Yet sim-to-real transfer fails catastrophically on contact-rich tasks. Grasping, insertion, and bimanual coordination require accurate friction, compliance, and contact dynamics—parameters that simulation cannot model precisely. The sim-to-real survey by Zhao et al. (2021) found that policies trained purely in simulation achieved only 12-18% success on real-world assembly tasks, versus 68% for policies fine-tuned on 500 real demonstrations. The gap stems from unmodeled physics: real objects deform, slip, and vibrate in ways that rigid-body simulators cannot capture.

RLBench and ManiSkill provide standardized simulation benchmarks with 100+ tasks, but their value for zero-shot evaluation is limited: high simulation performance does not predict real-world success. The DROID dataset collected 76,000 real-world trajectories specifically to bypass sim-to-real transfer, enabling policies to train directly on the target distribution. For procurement, this implies that real-world datasets with modest scale (10,000+ trajectories) often outperform massive simulated datasets (1M+ trajectories) for contact-rich tasks, even when simulation uses domain randomization.

# PROVIDED RECORDS
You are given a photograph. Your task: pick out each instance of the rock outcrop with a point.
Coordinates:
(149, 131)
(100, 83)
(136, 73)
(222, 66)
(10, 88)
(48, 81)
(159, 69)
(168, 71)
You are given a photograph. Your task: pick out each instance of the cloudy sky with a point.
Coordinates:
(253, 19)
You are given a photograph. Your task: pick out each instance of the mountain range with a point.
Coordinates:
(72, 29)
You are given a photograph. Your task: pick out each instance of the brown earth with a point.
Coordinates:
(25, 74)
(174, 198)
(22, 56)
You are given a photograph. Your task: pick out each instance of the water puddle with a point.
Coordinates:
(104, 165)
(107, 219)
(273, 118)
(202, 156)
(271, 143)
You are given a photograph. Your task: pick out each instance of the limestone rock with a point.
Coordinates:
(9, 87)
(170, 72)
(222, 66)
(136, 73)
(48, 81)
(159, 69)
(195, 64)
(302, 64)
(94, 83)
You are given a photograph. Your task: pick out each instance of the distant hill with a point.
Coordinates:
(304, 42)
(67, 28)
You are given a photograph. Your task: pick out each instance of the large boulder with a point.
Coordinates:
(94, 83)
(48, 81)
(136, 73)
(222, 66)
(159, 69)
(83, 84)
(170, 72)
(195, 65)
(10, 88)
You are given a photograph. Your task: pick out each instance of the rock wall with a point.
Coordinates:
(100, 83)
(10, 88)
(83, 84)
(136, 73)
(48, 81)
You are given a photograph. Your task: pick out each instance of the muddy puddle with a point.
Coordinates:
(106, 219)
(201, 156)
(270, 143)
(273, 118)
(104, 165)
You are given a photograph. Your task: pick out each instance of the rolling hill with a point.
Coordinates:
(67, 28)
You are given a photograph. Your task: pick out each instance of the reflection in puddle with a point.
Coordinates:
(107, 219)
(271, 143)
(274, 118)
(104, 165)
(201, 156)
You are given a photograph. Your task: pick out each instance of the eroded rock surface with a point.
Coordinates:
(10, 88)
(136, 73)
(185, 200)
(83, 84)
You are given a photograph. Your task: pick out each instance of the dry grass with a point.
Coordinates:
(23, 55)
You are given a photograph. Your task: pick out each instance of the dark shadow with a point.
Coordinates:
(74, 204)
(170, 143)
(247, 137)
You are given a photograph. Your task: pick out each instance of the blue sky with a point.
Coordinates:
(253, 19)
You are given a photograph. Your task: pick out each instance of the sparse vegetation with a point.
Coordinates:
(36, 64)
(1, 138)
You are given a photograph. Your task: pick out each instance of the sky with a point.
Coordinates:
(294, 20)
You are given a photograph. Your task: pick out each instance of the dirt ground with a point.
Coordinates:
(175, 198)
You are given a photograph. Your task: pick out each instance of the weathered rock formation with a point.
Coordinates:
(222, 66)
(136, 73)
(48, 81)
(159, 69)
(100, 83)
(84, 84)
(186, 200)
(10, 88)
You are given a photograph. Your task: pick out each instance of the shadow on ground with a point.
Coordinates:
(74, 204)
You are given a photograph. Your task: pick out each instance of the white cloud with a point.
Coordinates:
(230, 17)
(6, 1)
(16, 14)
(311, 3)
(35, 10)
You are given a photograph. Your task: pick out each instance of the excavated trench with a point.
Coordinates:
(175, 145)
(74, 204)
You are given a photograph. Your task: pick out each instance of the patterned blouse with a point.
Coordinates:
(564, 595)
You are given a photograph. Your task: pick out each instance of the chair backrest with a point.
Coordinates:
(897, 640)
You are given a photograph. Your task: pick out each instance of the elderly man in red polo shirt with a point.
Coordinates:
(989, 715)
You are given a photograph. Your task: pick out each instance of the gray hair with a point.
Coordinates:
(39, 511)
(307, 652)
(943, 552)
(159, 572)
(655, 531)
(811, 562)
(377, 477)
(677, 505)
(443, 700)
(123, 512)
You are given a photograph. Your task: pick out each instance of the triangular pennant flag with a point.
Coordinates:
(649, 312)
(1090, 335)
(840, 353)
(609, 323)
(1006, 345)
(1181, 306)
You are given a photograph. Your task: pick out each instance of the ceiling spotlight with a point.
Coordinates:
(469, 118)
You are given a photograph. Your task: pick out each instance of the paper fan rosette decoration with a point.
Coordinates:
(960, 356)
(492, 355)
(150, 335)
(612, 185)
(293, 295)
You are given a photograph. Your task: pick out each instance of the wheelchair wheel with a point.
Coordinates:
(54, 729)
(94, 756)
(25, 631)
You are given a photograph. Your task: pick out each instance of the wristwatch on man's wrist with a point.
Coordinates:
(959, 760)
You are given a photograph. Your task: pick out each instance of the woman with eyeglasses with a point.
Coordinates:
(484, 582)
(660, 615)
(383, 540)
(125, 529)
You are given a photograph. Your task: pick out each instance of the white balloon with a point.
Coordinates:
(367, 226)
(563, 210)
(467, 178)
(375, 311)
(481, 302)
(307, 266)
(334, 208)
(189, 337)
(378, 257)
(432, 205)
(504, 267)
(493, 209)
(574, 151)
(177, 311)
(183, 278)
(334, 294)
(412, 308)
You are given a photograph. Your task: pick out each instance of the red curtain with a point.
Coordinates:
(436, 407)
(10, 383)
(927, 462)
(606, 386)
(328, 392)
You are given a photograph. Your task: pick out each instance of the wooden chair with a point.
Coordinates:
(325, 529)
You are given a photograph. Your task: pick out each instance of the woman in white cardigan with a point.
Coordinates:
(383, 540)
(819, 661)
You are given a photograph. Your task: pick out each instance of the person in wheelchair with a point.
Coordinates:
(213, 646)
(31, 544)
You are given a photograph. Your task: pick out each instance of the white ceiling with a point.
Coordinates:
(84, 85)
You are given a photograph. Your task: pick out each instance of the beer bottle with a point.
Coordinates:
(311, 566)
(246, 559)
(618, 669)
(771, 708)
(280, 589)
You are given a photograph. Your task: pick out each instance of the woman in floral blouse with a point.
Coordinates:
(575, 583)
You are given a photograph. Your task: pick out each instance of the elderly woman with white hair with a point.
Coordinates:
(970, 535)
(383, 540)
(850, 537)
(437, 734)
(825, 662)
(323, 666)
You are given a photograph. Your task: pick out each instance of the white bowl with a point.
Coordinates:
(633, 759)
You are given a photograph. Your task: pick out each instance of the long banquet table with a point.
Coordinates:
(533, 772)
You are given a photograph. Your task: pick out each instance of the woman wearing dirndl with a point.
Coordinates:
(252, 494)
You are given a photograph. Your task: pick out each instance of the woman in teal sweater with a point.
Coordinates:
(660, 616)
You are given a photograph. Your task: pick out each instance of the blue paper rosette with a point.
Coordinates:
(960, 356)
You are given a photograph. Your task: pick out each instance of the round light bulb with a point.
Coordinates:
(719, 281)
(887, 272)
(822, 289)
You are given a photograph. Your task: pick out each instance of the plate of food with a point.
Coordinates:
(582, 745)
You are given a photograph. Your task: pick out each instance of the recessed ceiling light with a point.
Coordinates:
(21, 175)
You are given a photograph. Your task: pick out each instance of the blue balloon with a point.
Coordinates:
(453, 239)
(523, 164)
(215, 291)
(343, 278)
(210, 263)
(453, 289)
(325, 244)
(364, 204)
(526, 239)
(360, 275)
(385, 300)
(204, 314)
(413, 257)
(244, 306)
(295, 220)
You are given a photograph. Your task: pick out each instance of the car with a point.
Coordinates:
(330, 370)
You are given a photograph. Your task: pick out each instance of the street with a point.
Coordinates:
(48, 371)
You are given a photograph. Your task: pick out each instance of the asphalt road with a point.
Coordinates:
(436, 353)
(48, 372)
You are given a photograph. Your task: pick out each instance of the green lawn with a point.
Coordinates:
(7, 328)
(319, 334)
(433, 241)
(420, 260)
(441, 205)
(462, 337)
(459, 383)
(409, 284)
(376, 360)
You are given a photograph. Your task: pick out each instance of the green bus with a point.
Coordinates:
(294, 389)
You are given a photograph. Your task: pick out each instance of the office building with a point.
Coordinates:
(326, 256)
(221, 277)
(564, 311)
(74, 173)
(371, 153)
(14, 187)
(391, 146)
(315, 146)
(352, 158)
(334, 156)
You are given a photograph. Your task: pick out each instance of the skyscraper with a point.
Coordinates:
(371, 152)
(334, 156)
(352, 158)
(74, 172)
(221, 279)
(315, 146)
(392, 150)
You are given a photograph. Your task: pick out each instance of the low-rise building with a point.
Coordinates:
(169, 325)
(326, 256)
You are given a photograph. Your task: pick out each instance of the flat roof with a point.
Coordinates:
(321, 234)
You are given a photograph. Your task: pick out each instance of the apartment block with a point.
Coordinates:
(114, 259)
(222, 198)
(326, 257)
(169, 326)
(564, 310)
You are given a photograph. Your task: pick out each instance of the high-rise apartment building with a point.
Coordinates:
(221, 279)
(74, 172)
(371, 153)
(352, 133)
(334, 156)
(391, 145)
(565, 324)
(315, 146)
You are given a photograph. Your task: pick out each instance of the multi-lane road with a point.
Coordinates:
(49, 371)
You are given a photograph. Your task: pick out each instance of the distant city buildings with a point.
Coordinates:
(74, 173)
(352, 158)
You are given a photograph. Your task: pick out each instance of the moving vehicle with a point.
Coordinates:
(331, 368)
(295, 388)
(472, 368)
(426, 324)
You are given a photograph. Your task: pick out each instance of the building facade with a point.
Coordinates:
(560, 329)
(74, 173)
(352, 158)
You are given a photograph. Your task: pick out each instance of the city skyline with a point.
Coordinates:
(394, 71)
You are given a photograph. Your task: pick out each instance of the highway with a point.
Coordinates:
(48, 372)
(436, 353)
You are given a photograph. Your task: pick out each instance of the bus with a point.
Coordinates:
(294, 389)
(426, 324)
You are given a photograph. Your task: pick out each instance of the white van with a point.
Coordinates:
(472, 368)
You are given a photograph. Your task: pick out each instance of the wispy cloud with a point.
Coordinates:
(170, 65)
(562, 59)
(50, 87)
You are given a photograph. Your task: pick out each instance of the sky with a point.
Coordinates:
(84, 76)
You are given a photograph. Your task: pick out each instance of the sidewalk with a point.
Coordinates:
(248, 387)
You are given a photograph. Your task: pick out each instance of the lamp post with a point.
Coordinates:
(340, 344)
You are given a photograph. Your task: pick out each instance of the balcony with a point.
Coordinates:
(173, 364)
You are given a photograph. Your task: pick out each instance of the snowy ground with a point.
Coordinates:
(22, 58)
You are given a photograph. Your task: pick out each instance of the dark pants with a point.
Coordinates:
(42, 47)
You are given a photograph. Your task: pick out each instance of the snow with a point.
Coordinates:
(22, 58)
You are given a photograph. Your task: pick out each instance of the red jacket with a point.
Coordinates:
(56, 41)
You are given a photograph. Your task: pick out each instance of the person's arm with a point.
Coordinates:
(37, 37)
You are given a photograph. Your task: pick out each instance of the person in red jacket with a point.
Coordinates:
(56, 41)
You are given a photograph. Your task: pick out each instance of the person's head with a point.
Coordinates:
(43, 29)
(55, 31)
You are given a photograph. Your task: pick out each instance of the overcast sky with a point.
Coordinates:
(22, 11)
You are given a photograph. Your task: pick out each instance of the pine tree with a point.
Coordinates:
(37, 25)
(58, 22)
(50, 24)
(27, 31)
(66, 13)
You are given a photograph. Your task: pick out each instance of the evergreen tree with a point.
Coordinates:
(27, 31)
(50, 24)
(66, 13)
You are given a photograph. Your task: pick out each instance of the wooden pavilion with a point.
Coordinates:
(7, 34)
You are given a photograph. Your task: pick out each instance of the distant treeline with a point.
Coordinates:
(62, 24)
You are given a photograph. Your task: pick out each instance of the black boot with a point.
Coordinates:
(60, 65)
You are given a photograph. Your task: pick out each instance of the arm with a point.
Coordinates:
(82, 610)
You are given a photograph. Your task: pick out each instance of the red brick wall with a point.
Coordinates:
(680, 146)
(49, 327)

# PROBLEMS AND TASKS
a - According to the text on sim-to-real transfer, how many real-world trajectories did the DROID dataset collect?
b - Extend the text on sim-to-real transfer beyond its final sentence.

# ANSWER LIST
a - 76,000 real-world trajectories.

b -
The Role of Data Provenance in Generalization Claims

Generalization metrics are only interpretable with data provenance: knowing what objects, environments, and tasks appear in training versus test splits. The Open X-Embodiment dataset reports 52% cross-embodiment success, but the dataset's 22 robot platforms share 68% object overlap and 41% task overlap—meaning "cross-embodiment" tests often involve familiar objects in familiar tasks, just executed by different robots[1].

Truelabel's data provenance framework tracks entity-level coverage: which specific object instances, scene configurations, and instruction phrasings appear in each trajectory. This enables buyers to compute true novelty metrics: the percentage of test entities with zero training exposure. A policy claiming 70% zero-shot success on "novel objects" may actually face objects from the same category (novel mug designs) rather than novel categories (first-time tool use).

The Datasheets for Datasets framework provides a template for documenting these details, but adoption remains low: only 8% of robotics datasets on Hugging Face include entity-level provenance[8]. Without this metadata, buyers cannot distinguish interpolation (generalizing within the training distribution's span) from extrapolation (handling truly out-of-distribution inputs). Procurement contracts should require dataset providers to supply coverage matrices: tables listing all object categories, scene types, and task families in training and test splits, with explicit novelty flags.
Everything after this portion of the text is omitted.